--- begin Source data ---

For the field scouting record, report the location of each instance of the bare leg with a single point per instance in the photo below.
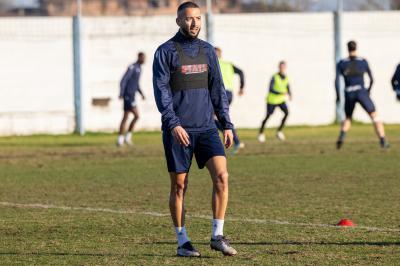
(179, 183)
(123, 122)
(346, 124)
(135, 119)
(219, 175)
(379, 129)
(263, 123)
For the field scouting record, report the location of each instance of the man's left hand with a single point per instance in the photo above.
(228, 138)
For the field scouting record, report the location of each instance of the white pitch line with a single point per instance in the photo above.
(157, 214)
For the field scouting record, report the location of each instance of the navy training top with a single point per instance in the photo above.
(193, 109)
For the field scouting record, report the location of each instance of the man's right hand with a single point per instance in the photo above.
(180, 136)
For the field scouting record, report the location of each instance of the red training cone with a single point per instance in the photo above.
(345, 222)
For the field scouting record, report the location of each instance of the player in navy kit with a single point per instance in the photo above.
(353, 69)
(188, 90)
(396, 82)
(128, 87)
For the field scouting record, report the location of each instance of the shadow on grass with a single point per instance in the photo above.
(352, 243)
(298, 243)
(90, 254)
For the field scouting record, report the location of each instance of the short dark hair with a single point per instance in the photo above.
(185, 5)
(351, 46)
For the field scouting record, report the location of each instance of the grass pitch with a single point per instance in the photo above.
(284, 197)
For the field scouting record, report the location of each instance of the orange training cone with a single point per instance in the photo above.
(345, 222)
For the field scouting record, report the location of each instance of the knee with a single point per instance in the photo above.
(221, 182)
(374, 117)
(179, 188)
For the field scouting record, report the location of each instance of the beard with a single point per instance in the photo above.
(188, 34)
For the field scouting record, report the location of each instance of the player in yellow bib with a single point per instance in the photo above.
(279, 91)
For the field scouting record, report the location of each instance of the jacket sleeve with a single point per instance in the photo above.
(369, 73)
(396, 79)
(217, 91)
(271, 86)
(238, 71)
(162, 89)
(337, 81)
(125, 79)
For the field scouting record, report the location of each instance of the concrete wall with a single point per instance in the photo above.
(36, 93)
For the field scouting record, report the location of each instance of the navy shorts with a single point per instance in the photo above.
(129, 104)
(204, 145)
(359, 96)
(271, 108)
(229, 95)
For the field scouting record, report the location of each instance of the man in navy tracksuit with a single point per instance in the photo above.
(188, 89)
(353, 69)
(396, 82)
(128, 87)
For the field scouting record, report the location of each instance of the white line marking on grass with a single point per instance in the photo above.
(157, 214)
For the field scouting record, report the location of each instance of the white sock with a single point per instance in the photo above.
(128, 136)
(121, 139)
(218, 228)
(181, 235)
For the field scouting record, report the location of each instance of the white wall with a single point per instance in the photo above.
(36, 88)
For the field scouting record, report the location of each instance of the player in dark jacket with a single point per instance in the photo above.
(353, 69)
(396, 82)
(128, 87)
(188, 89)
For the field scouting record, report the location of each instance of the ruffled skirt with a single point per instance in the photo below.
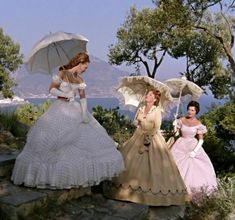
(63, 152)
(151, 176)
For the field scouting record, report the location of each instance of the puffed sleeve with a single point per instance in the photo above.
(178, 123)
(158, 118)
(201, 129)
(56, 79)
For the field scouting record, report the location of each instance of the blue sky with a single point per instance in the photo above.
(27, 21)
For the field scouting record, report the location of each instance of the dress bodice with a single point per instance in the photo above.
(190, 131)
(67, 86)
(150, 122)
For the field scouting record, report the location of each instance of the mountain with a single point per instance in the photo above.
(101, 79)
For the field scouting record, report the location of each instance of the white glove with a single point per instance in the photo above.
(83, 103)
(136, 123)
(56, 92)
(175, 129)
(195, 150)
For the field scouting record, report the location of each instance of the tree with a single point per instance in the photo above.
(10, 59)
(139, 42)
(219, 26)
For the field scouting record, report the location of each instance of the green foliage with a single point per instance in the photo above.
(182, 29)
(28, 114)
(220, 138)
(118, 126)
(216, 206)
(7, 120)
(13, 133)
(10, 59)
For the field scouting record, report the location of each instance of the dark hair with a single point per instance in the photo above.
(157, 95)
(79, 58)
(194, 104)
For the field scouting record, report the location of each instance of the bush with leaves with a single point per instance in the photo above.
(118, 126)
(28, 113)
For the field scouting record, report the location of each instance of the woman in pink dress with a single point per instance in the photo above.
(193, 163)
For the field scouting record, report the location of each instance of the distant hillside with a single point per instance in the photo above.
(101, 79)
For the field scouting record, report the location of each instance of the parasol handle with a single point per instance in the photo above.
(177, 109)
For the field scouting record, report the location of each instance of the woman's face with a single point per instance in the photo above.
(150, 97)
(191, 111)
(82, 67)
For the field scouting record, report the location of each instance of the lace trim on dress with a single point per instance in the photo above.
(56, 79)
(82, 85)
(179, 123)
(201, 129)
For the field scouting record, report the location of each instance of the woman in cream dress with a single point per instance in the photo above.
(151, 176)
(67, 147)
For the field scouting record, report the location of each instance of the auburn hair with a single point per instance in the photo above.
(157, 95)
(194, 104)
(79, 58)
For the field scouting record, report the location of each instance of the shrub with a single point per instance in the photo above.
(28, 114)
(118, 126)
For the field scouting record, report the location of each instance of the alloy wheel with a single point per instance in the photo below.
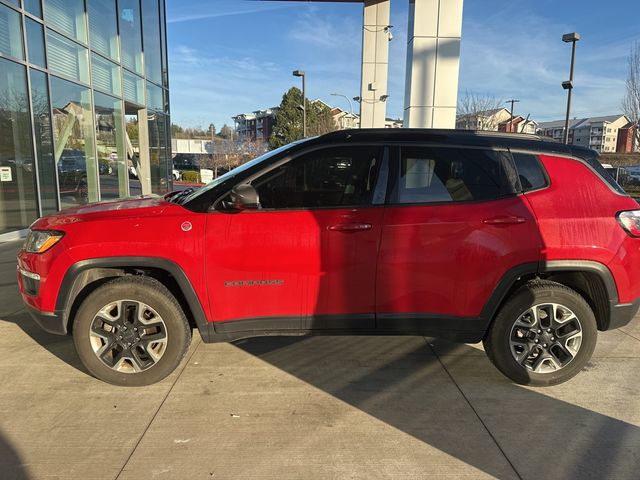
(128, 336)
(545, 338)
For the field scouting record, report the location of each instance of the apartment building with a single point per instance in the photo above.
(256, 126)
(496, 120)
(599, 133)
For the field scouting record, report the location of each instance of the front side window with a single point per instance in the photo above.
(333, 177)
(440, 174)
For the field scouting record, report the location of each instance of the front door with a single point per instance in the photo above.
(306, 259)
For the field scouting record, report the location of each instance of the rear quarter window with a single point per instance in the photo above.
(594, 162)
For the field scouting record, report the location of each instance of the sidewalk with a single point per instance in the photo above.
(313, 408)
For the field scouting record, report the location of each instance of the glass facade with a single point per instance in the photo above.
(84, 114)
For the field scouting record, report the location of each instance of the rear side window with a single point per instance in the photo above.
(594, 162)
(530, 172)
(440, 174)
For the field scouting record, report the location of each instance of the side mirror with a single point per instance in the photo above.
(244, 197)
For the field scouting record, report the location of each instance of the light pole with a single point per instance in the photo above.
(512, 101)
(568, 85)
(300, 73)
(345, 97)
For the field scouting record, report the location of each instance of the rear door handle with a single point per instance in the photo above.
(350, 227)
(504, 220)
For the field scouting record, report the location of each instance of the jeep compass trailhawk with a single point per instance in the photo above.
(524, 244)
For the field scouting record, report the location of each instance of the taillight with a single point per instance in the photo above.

--- end Source data ---

### [Direction]
Set down the material exactly, every line of it, except for the pictures.

### [Final answer]
For the field scouting record, report the location of each instance of the bare leg with a single point per instance in the photo below.
(179, 183)
(123, 122)
(346, 124)
(135, 119)
(219, 175)
(379, 129)
(263, 123)
For the field scouting record, report the location of each instance of the man's left hand with a single point per instance in the photo above.
(228, 138)
For the field scouting record, report the location of each instance of the white pitch line with a single point per instance in the photo above.
(157, 214)
For the field scouting record, report the location of each instance of the navy training top with a single point per instance in the photo above.
(193, 109)
For the field scouting record, report the location of each instance of the man's right hand with a single point per instance in the photo above.
(180, 136)
For the field scouting record, report the location of each instance of the red training cone with a single point per instance in the photo above.
(345, 222)
For the field scouting record, report the location of each instance of the player in navy kit with a single point per instance in the photo above.
(353, 69)
(188, 90)
(396, 82)
(128, 87)
For the field scouting record, report the location of each instance of the shadow on grass with a single point per instance in the photo above.
(352, 243)
(298, 243)
(90, 254)
For the field scouting record, report the location of each instance of the short dark hair with a single point per instance in the photo above.
(185, 5)
(351, 46)
For the field scouting record, report the location of each instance of the grass pitch with a single point per instance in the photo above.
(284, 197)
For the field scouting record, report the location of each instance of the orange training cone with a single point per instance in the photo above.
(345, 222)
For the field scouting record, report the location of each instance of the knee with a single point per instance in the photo above.
(221, 182)
(374, 117)
(179, 188)
For the field scouting record, report the location of each instance of the beard with a single point per instance in the photo above.
(188, 34)
For the field scouting record, report the location of each instance of the player in yellow bib with a single point per instance in the photo above.
(279, 91)
For the field scouting record, report the location of each instance of the jacket sleeve with a single point per instance in the photo above.
(369, 73)
(396, 79)
(217, 91)
(271, 86)
(238, 71)
(162, 89)
(337, 81)
(125, 79)
For the field scouting record, report the location of each instance of the concrete wall with a single point per instance in the photo above.
(36, 93)
For the field scouting record, report the location of each instance of the navy shorts with a single point per instance in the photo above.
(129, 104)
(204, 145)
(359, 96)
(271, 108)
(229, 95)
For the field scouting record, report the location of each instance of the man in navy tracksuit with a single point per instance in the photo above.
(188, 89)
(353, 69)
(396, 82)
(128, 87)
For the field scouting record, report the location of each instance of the white line marking on grass with a single point per instance in the photo above.
(157, 214)
For the field scouting record, report the location of each instance of the white sock with a single point per instance in the photo above.
(128, 136)
(121, 139)
(218, 228)
(181, 235)
For the field scouting record, report the location of each instance of the white wall with a single point per instance in the photo above.
(36, 88)
For the field scouting record, report the location of each instance of the player in dark jacket with a single point per instance in the photo above.
(353, 69)
(396, 82)
(128, 87)
(188, 89)
For the field scouting record, report the location of each instance of the ruffled skirt with a single point per instance in the photo below.
(63, 152)
(151, 176)
For the field scouting record, report the location of each instance of the puffed sleeve with a single point per instance in the photo above.
(178, 123)
(158, 118)
(201, 129)
(56, 79)
For the field scouting record, report the location of each instance of the blue sky with a single point per instance in the photo above.
(27, 21)
For the field scouting record, report the location of each instance of the dress bodice with a single point per instance in the photo above.
(190, 131)
(67, 86)
(150, 122)
For the field scouting record, report the location of each instance of the mountain with a single point per instance in the photo above.
(101, 79)
For the field scouting record, report the location of each instance of the white glove with a single point per instance in the photo above.
(83, 103)
(136, 123)
(56, 92)
(175, 129)
(195, 150)
For the field scouting record, report the location of each instance of the tree with a single point per instance in the photo above.
(10, 59)
(139, 42)
(219, 26)
For the field scouting record, report the location of each instance of the green foliage with a single point per instance in the photo above.
(182, 29)
(28, 114)
(220, 138)
(118, 126)
(216, 206)
(7, 120)
(13, 133)
(10, 59)
For the field scouting record, report the location of each instance of the dark hair with a single point per instance in the photo above.
(157, 95)
(79, 58)
(194, 104)
For the field scouting record, report the location of each instance of the bush with leaves with a single point per instance in the photo above.
(118, 126)
(28, 113)
For the field scouting record, report the location of each instance of the woman in pink dress with a single point per instance in the photo above.
(193, 163)
For the field scouting record, report the location of each instance of the distant hillside with a single point per instance in the photo above.
(101, 79)
For the field scouting record, report the location of each instance of the parasol handle with a single point per instance in the photo above.
(177, 109)
For the field scouting record, report the location of each instance of the woman's face with a single point per instance in the photo above.
(150, 97)
(191, 111)
(82, 67)
For the field scouting record, report the location of each instance of the lace trim on dress with a single point per instance in the photo above.
(56, 79)
(82, 85)
(179, 123)
(201, 129)
For the field scouting record, report the location of each instance of the woman in cream dress with a single point per instance in the photo above.
(151, 176)
(67, 147)
For the field scouting record, report the location of each instance of the auburn hair with a single point per instance in the photo above.
(157, 95)
(194, 104)
(79, 58)
For the field scouting record, report the location of each instance of the shrub with a single point per instance in the photo above.
(28, 114)
(118, 126)
For the field scouting record, report the location of each instance of the alloy wheel with a single point per instance in the photo below.
(128, 336)
(545, 338)
For the field scouting record, report the location of each instance of the apartment building with a single point per instance in the photo above.
(256, 126)
(496, 120)
(599, 133)
For the field scouting record, report the location of each instance of the front side window with a single point per instance in the photo above.
(333, 177)
(440, 174)
For the field scouting record, report the location of each instance of the front door with a single point per instance in the photo above.
(306, 259)
For the field scouting record, report the location of each instance of the rear quarter window with a single point per instance in the photo above.
(594, 162)
For the field scouting record, report the location of each instance of the sidewalk with a single point per instance in the photo above.
(313, 408)
For the field scouting record, report the location of each instance of the glass facade with a single point per instance in the photo above.
(84, 114)
For the field scouting record, report the location of each instance of the rear side window with a single point per instance in the photo above.
(594, 162)
(530, 172)
(440, 174)
For the field scouting record, report the location of each instance of the side mirror with a single point per instance in the photo above.
(244, 197)
For the field scouting record, report the location of each instance of the light pole with a single point per instance in the photo above.
(512, 101)
(568, 85)
(300, 73)
(345, 97)
For the field scouting record, report the location of each instance of the rear door handle with a single point per instance in the photo above.
(350, 227)
(504, 220)
For the field scouting record, report the location of each instance of the jeep compass trailhawk with a single point per instance in the photo above.
(524, 244)
For the field scouting record, report the location of each instance of the taillight with a single point per instance in the photo above.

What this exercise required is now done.